What you are asked to do
Can you resume the article on how sleep changes during pregnancy, carrying on from its final sentence?

Study text
* * *
Fatigue, Dreaming and Discomfort: How your Sleep Changes through Pregnancy

When you become pregnant, your doctors may prescribe supplements and dietary restrictions to help you stay healthy. However, there is one health element that doctors cannot write a prescription for...sleep.

Getting adequate sleep is vital to maintaining your health and your baby’s through pregnancy. If you can manage seven to eight hours of sleep per night, you can reduce the risk of birth-related complications. Women who slept poorly during pregnancy were more likely to have a baby with low birth weight or other complications. Sleeping more is an easy solution for a healthy baby. Or is it?

Even if you are a sound sleeper, your sleeping patterns are likely to change over the course of your pregnancy. Each trimester has its challenges.

First Trimester - Fatigue

During the first trimester, expecting mothers experience a rush of the hormone progesterone. Their bodies also increase blood production and lower blood pressure. These changes combine to create one overwhelming feeling: tiredness. This trimester is also when you are most likely to experience morning sickness. It may feel like a challenging couple of months, but there are things you can do to ease your sleep and nausea.

  • Take naps during the day to counteract the fatigue.
  • Exercise. It will help you sleep through the night even if you nap multiple times a day.
  • Avoid spicy food and heavy dinner. Light and bland meals may counter morning sickness.

Soon your body will grow accustomed to these sweeping changes. Morning sickness may fade the fatigue will eventually lift.

Second Trimester - Dreaming

The second trimester is when your body is getting accustomed to the hormonal changes and experiencing new ones. Heartburn can increase during this trimester. If your chest burns or you feel cramps in your legs, that’s pretty normal. Dreaming can also become more intense. These symptoms are often more easily addressed than the tiredness during the first trimester.
* * *
Supplied information
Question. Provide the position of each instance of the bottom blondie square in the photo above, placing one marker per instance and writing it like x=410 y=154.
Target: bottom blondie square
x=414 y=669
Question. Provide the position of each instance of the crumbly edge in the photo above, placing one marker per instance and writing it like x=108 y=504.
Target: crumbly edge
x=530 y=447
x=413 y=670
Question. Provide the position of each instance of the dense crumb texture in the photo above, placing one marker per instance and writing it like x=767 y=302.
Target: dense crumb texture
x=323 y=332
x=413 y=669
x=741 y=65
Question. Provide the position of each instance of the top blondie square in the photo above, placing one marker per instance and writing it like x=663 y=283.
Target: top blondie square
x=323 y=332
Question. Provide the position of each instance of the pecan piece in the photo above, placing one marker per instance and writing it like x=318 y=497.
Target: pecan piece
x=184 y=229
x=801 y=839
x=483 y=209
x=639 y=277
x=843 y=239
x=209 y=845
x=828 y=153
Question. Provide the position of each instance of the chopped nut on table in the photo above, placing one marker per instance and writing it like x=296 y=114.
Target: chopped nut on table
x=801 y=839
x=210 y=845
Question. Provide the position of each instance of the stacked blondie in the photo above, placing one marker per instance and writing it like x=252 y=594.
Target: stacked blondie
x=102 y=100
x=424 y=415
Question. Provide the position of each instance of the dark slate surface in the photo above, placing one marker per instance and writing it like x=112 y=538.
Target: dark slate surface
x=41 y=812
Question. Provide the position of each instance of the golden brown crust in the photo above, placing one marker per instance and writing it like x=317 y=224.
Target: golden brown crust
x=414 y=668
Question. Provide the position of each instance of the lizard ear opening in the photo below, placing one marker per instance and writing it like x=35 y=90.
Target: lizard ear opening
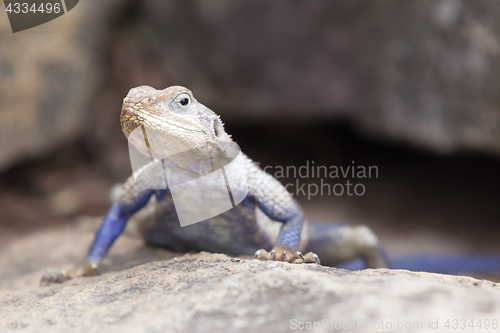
x=219 y=130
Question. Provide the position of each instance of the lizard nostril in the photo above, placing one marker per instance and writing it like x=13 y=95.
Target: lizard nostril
x=127 y=112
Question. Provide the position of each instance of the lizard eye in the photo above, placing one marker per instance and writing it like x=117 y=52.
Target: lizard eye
x=183 y=100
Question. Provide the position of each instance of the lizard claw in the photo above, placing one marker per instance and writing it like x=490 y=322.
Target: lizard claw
x=286 y=254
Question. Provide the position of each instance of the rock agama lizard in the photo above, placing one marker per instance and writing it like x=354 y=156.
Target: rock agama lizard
x=268 y=224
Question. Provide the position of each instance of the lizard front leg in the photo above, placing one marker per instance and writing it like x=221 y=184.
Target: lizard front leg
x=275 y=201
x=131 y=200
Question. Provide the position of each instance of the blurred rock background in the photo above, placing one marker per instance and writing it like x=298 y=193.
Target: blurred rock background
x=410 y=86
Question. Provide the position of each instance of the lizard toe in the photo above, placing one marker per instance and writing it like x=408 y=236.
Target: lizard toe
x=60 y=275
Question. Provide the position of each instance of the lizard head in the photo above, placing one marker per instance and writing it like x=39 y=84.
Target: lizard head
x=173 y=118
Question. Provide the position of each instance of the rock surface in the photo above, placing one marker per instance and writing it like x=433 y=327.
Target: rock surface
x=425 y=72
x=215 y=293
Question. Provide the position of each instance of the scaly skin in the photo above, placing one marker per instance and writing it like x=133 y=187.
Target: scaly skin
x=268 y=219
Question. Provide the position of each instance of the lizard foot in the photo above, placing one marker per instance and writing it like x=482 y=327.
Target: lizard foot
x=60 y=275
x=285 y=253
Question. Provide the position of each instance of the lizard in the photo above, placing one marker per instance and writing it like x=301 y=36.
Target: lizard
x=268 y=223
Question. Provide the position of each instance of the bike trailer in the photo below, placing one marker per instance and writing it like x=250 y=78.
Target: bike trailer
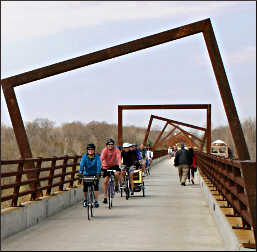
x=137 y=177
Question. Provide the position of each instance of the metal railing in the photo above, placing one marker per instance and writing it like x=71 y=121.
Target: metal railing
x=49 y=175
x=235 y=181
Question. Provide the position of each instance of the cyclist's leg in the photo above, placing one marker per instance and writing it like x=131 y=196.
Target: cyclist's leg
x=116 y=176
x=105 y=182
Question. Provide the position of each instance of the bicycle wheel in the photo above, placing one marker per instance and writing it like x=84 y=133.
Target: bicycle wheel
x=88 y=203
x=109 y=196
x=127 y=189
x=121 y=191
x=92 y=203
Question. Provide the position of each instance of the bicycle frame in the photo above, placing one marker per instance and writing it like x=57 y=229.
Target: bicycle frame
x=126 y=187
x=90 y=195
x=110 y=187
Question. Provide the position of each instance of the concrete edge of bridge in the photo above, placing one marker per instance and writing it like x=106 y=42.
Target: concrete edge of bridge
x=231 y=240
x=16 y=219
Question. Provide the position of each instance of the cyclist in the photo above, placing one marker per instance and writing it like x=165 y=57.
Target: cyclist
x=129 y=159
x=111 y=159
x=90 y=165
x=149 y=154
x=142 y=150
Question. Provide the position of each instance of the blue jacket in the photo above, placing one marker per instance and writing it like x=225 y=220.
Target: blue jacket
x=139 y=157
x=90 y=166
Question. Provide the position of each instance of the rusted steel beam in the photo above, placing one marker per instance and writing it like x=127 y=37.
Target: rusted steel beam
x=186 y=135
x=158 y=138
x=168 y=134
x=178 y=139
x=176 y=122
x=225 y=92
x=120 y=137
x=165 y=106
x=208 y=131
x=148 y=130
x=108 y=53
x=19 y=131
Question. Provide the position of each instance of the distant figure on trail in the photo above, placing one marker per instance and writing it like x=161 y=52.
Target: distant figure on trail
x=111 y=159
x=182 y=160
x=170 y=151
x=143 y=151
x=149 y=154
x=193 y=167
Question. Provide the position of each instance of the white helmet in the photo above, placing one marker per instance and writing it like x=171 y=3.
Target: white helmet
x=126 y=145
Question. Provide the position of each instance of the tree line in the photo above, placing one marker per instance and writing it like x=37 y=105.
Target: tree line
x=46 y=140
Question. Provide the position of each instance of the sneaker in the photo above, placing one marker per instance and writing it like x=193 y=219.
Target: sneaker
x=96 y=204
x=85 y=203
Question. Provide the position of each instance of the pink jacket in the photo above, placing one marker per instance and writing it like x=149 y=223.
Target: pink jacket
x=110 y=158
* * *
Answer for the task
  • Avoid acidic foods, which can increase heartburn and acid reflux.
  • Prop your head up at night. This elevation can also reduce the heartburn feeling.

The intense dreaming can be entertaining, but if it’s too much to sleep at night, try a guided meditation or a deep breathing relaxation technique before bed. These techniques can also help you reach a restorative deeper stage of sleep.

Third Trimester - Discomfort

The third trimester is when your body is swelling to its fullest. You may get up multiple times a night to pee because the baby is putting pressure on your bladder. Your baby also might become more active and kick at night. It may be uncomfortable to lie down with the weight of your belly, but it’s still possible to sleep well through this trimester.

Doctors often recommend lying on your side when you sleep. This position is a good way to fall asleep comfortably, especially if you prop yourself with pillows. Don’t worry if you don’t wake up in the same position.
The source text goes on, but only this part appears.